__Выбранный отрывок__:
Я часто думал, насколько символично, что мне придется преодолевать этот многоступенчатый языковой барьер именно здесь, неподалеку от развалин легендарной Вавилонской башни. Я не преминул посетить знаменитые руины. Они представляли собой невыразительную гору песка, вокруг которой валялось несколько кирпичей из глины, и увенчанную табличкой с надписью: «Вавилонская башня». Табличку поставили иракские археологи. Возможно, раньше это было нечто вроде ступенчатой пирамиды. Итак, под моим началом работали люди, говорящие на одиннадцати языках, причем двадцати «болотным арабам», не знавшим иного языка, кроме наречия племени мадан, предстояло научиться плести тростниковые лодки у трех индейцев, изъяснявшихся исключительно на языке аймара.
В первое утро по прибытии я решил дать индейцам хорошенько выспаться и изрядно напугался, когда заглянул в их комнату и обнаружил, что она пуста.
Я их нашел в окружении группы «болотных арабов» в тени финиковых пальм неподалеку от «пня Адама и Евы». Их теплые шерстяные шляпы и ярко раскрашенные пончо резко контрастировали с белыми одеяниями арабов. Все они отчаянно жестикулировали, и у всех в руках были пучки тростника.
– Эти сеньоры очень умные, – пояснил мне переводчик из Боливии. – Они не понимают ни слова из того, что мы говорим, но отлично понимают, что мы хотим сказать.
– Тотора, – произнес он и протянул облаченному в белое собеседнику стебелек тростника.
– Берди, – ответил тот, принимая дар.
Переводчики нам так и не понадобились. Крупнейшие специалисты по тростнику встретили своих не менее продвинутых коллег. Кто-то становится экспертом в одной области, кто-то – в другой, но голова у всех устроена одинаково.
Беда заключалась в том, что помимо мастеров-кораблестроителей мне требовались и другие специалисты. Во всем Ираке не удалось найти ни одного человека, который умел бы делать паруса!
Парусной ткани здесь тоже не нашлось, и ее пришлось доставлять из Европы. А пока груз находился в пути, я отчаянно разыскивал хотя бы одного человека, который мог бы сшить простейший парус для «дхоу» – типичной для этих мест лодки. Никто даже не слышал о таких мастерах. Парусные суда на реках встречались не чаще, чем верблюды на шоссе. Мы опоздали на одно поколение.

__Набор заданий__:
(a) Процитируйте, пожалуйста, часть выбранного отрывка, начиная со слов «Беда заключалась в» и далее вплоть до слов «бы делать паруса!».
(b) Где в первое утро нашлись индейцы, согласно выбранному отрывку?
(c) Назовите все предметы одежды, упомянутые в выбранном отрывке.

__Набор записей__:
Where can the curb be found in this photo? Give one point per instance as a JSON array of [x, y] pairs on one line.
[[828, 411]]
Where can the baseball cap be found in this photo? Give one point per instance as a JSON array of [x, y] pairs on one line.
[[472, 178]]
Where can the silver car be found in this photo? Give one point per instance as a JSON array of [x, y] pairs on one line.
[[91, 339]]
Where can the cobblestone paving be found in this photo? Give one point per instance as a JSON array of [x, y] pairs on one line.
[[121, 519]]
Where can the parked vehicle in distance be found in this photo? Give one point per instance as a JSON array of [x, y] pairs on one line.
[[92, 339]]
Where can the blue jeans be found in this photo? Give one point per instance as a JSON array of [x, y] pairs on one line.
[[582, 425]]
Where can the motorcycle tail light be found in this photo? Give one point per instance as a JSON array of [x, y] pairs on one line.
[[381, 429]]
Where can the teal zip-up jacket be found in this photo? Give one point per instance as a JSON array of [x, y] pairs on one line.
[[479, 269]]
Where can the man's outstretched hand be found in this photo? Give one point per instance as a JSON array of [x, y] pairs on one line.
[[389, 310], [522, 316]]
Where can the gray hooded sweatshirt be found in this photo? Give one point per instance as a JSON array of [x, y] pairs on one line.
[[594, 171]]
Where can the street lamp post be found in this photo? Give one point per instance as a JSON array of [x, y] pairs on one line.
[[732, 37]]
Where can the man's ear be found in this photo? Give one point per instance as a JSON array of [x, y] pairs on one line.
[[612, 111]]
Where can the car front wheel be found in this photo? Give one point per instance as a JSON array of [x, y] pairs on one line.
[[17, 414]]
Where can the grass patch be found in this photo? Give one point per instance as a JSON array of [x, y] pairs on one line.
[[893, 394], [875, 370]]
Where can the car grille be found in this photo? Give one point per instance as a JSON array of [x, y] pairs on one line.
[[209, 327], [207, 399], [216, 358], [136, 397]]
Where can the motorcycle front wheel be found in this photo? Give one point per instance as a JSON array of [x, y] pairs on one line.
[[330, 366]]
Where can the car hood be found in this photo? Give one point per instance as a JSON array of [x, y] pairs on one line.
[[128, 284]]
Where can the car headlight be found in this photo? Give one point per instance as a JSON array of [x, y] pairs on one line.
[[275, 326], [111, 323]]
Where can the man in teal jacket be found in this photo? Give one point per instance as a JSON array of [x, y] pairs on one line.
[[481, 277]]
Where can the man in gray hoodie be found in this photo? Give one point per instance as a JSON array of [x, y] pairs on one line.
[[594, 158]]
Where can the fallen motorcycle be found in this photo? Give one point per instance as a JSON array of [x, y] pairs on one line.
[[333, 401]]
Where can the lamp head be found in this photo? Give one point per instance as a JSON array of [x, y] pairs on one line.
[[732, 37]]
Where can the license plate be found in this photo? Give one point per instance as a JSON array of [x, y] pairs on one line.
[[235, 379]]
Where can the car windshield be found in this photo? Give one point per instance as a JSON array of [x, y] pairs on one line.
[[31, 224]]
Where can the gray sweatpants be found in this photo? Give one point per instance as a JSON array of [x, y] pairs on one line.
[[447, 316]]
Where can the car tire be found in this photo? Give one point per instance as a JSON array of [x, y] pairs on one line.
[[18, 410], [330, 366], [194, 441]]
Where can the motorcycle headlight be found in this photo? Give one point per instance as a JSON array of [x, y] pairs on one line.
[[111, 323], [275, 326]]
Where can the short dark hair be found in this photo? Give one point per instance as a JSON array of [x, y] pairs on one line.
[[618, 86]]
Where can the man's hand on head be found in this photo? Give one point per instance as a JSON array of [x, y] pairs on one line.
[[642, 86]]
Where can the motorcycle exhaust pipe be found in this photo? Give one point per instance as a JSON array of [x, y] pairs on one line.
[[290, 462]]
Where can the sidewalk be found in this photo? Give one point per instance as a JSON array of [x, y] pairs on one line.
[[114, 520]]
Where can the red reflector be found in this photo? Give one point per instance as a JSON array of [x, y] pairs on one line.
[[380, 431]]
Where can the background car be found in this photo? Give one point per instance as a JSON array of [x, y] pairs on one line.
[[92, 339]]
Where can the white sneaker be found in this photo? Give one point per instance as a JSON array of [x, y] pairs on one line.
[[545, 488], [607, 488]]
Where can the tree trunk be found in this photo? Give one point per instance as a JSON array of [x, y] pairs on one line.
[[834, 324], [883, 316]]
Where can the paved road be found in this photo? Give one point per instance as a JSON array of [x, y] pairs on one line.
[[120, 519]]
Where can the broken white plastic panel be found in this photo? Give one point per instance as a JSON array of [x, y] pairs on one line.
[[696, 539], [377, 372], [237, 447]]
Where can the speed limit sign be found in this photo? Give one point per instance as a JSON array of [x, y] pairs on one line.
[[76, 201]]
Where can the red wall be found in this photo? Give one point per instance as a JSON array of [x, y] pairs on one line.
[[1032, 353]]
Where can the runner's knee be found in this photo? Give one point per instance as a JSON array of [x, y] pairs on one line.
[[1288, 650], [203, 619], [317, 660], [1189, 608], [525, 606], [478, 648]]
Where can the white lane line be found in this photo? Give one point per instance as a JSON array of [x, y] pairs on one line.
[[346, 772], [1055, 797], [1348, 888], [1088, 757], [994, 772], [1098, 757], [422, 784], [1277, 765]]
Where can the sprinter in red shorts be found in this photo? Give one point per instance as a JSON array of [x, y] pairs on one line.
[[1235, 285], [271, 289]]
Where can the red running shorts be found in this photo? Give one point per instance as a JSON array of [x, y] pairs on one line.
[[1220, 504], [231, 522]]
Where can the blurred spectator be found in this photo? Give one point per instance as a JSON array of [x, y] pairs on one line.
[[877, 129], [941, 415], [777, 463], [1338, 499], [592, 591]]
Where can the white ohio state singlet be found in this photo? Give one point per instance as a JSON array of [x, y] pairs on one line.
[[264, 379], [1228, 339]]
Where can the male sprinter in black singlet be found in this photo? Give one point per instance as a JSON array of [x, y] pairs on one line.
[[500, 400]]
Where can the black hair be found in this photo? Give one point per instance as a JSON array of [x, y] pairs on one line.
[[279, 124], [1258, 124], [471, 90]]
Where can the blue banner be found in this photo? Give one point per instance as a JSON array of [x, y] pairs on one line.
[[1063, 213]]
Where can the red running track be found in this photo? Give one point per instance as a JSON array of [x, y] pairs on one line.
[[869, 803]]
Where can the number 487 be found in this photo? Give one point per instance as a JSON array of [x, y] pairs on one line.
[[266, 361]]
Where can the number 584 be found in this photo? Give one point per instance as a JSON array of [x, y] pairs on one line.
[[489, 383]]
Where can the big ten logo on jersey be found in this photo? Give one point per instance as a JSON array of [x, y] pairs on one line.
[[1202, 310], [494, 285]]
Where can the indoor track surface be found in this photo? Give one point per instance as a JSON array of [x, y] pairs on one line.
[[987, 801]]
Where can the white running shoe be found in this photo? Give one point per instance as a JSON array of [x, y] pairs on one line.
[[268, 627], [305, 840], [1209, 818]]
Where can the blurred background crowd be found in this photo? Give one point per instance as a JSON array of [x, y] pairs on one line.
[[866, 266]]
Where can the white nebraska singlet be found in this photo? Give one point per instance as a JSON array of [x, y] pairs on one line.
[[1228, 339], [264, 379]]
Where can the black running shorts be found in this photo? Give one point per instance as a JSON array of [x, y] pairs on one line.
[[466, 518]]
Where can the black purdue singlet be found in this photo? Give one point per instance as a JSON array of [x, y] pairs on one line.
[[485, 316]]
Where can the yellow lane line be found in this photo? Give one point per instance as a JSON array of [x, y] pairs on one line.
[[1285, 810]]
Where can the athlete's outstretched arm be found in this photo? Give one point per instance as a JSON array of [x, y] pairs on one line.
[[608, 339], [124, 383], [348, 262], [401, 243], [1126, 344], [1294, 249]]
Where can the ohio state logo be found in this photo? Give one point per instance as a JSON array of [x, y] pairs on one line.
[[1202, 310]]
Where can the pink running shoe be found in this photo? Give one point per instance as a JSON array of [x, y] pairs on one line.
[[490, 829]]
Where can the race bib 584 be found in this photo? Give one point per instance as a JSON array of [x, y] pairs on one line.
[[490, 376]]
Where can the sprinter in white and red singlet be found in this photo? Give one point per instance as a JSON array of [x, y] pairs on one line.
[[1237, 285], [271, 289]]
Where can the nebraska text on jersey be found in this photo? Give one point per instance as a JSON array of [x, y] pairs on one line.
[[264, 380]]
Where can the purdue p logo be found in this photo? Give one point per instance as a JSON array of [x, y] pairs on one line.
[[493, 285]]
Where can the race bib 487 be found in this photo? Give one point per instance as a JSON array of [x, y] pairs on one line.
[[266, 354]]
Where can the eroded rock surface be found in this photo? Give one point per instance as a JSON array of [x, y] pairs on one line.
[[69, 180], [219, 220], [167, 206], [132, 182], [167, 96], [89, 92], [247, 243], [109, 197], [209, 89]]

__Разбор ответов__:
(a)
Беда заключалась в том, что помимо мастеров-кораблестроителей мне требовались и другие специалисты. Во всем Ираке не удалось найти ни одного человека, который умел бы делать паруса!

(b) В окружении группы «болотных арабов», в тени финиковых пальм неподалеку от «пня Адама и Евы».

(c) Теплые шерстяные шляпы, ярко раскрашенные пончо, белые одеяния.